EXERCISE DETAILS: Reproduce the passage of the article on foxes chewing car brake cables from "The team investigated" up to and including "for brake fluid.".

EXCERPTED TEXT:
Police were called in to investigate suspected car sabotage only to discover a pack of foxes were responsible for chewing through brake cables. During an eight month period, a number of residents in three streets in West Wickham, near Bromley, Kent discovered the brake cable on their car had been apparently severed.
Nine vehicles, including three Mercedes, a BMW, three Fords, a Nissan and an Austin were targeted. Officers from the the Metropolitan Police's West Wickham Safer Neighbourhood Team began to conduct an investigation into the apparent cases of criminal damage before someone was seriously hurt.
The team investigated the reports, forensically examining the vehicles concerned and watched CCTV footage from the area. But a visit to an expert in Biological Science at Bristol University found that the saboteur was not human but a fox with a taste for brake fluid.
Professor Stephen Harris from the university identified the cuts and marks left on the vehicle components as being made by an animals, probably foxes.
Prof Harris, who has been actively engaged in mammal research for over 40 years, with the majority of his work being on foxes, and who is considered to be the international expert on the species, said: "Foxes chew a wide range of objects - rubber and other balls, cables, garden hoses, shoes, gloves and pipes under houses when they can gain access through a broken airbrick.
"They occasionally also chew brake cables; sometimes this is simply part of their usual behaviour of chewing objects, particularly those made of rubber, plastic or leather. However, it appears that they also occasionally develop a taste for brake fluids. There is no doubt that the damage in these cases is the work of animals, not people, and the damage is entirely consistent with this being due to foxes".

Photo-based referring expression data
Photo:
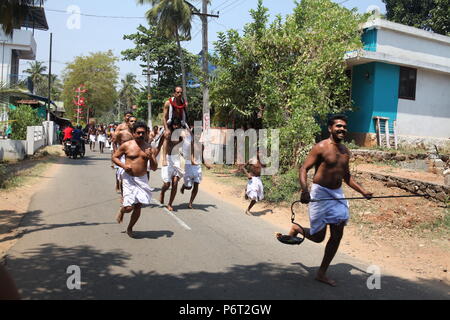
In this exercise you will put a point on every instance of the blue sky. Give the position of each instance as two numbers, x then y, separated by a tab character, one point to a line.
101	34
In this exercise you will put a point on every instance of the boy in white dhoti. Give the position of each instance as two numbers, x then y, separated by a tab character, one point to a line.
136	191
255	189
331	160
192	153
171	163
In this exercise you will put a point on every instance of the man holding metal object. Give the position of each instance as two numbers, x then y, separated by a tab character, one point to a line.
331	161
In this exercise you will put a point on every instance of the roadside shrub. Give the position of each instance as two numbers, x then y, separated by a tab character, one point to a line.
21	118
281	187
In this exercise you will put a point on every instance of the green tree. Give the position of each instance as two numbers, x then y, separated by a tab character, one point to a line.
99	74
294	72
235	86
431	15
36	70
173	19
22	117
128	91
164	64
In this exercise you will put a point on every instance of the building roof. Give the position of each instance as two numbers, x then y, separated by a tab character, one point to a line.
379	23
36	19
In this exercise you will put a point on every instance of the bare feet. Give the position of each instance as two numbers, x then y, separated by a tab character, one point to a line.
130	233
119	217
324	279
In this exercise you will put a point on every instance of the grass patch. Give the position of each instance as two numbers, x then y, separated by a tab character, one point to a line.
17	179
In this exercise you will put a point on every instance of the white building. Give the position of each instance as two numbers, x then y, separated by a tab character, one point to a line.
21	45
402	74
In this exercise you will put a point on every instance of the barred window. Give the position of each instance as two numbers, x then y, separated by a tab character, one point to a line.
408	79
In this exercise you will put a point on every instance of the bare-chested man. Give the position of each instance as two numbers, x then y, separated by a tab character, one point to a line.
192	153
136	191
175	107
171	163
119	137
331	161
255	188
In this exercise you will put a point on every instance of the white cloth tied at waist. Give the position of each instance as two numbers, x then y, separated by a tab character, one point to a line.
327	212
136	190
255	189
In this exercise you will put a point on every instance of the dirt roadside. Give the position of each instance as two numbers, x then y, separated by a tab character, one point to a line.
379	232
15	200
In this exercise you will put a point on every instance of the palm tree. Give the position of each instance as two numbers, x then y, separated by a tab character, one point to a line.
128	91
36	71
173	20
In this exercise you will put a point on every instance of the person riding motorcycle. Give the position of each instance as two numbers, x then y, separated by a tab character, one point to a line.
77	136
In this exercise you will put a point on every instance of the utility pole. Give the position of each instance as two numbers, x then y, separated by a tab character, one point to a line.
50	77
205	66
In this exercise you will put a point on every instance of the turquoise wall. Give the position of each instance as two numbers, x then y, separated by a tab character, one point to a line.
369	39
374	93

REPLY TO THE EXERCISE:
The team investigated the reports, forensically examining the vehicles concerned and watched CCTV footage from the area. But a visit to an expert in Biological Science at Bristol University found that the saboteur was not human but a fox with a taste for brake fluid.